Task inputs:
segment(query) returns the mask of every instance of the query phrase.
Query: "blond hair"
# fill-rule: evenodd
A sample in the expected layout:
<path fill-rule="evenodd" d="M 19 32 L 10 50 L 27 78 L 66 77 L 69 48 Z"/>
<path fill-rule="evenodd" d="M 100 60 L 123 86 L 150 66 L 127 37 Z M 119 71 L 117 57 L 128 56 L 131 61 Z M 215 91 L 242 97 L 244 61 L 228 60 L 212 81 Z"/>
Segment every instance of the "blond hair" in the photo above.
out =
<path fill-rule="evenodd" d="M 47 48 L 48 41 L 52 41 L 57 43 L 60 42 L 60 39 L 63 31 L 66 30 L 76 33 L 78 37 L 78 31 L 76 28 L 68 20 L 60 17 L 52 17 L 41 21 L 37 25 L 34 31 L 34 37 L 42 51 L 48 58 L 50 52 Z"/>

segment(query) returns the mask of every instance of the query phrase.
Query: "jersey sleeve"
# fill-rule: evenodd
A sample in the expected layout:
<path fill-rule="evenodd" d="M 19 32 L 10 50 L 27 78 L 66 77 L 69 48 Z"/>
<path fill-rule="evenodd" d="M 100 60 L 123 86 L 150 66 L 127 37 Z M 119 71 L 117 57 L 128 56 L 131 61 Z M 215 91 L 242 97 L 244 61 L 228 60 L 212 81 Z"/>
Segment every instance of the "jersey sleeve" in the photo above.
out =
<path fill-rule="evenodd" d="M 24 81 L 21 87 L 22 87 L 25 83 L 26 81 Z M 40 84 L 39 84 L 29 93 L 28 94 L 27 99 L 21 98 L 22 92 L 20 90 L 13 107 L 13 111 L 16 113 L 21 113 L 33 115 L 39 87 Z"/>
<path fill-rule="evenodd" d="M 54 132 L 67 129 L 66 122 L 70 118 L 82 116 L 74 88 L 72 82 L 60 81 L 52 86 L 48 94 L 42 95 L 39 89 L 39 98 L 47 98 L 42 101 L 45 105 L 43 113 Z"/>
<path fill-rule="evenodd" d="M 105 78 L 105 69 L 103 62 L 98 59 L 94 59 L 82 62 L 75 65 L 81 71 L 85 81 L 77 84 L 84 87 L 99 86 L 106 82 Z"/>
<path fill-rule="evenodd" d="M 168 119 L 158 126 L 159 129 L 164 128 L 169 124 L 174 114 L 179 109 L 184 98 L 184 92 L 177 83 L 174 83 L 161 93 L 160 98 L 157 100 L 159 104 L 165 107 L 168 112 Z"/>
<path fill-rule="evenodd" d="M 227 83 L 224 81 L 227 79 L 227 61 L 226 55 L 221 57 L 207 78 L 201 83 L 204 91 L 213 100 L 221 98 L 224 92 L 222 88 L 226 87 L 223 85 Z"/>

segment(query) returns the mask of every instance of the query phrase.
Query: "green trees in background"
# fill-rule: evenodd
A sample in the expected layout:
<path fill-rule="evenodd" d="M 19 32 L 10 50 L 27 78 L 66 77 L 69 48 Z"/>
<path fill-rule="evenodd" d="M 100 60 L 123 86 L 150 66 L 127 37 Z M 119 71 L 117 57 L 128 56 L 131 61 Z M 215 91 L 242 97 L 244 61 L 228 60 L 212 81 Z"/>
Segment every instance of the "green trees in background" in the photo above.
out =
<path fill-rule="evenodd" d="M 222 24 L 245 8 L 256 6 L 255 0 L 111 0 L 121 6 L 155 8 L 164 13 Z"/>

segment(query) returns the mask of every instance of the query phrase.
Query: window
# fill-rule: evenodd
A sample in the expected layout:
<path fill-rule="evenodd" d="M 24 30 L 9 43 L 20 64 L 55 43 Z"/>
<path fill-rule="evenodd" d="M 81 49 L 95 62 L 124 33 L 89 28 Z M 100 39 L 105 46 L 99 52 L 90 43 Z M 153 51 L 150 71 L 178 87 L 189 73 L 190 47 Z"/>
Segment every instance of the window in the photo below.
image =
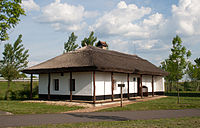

Required work:
Express the items above, starting with their first line and going on through the line with "47 48 L 48 41", as a two-column CSV with the headers instruction and response. Give one row for each item, with its text under instruction and its answer under response, each in a single quoted field with line breaks replaced by spaces.

Exercise answer:
instruction,response
"segment(query) returns the mask of every instance of the query phrase. Query: ""blond hair"" # fill-rule: evenodd A sample in the expected layout: <path fill-rule=""evenodd"" d=""M 19 32 L 10 50 L 27 78 L 66 77 L 69 48 Z""/> <path fill-rule=""evenodd"" d=""M 100 60 L 123 86 L 150 66 L 127 37 Z M 119 71 L 117 57 L 128 56 L 131 61 Z M 215 91 L 242 97 L 244 61 L 228 60 L 212 81 Z""/> Segment every instance of the ""blond hair"" in the photo above. out =","<path fill-rule=""evenodd"" d=""M 47 48 L 48 41 L 52 41 L 57 43 L 60 42 L 60 39 L 63 31 L 66 30 L 76 33 L 78 37 L 78 31 L 76 28 L 68 20 L 60 17 L 52 17 L 41 21 L 37 25 L 34 31 L 34 37 L 42 51 L 48 58 L 50 52 Z""/>"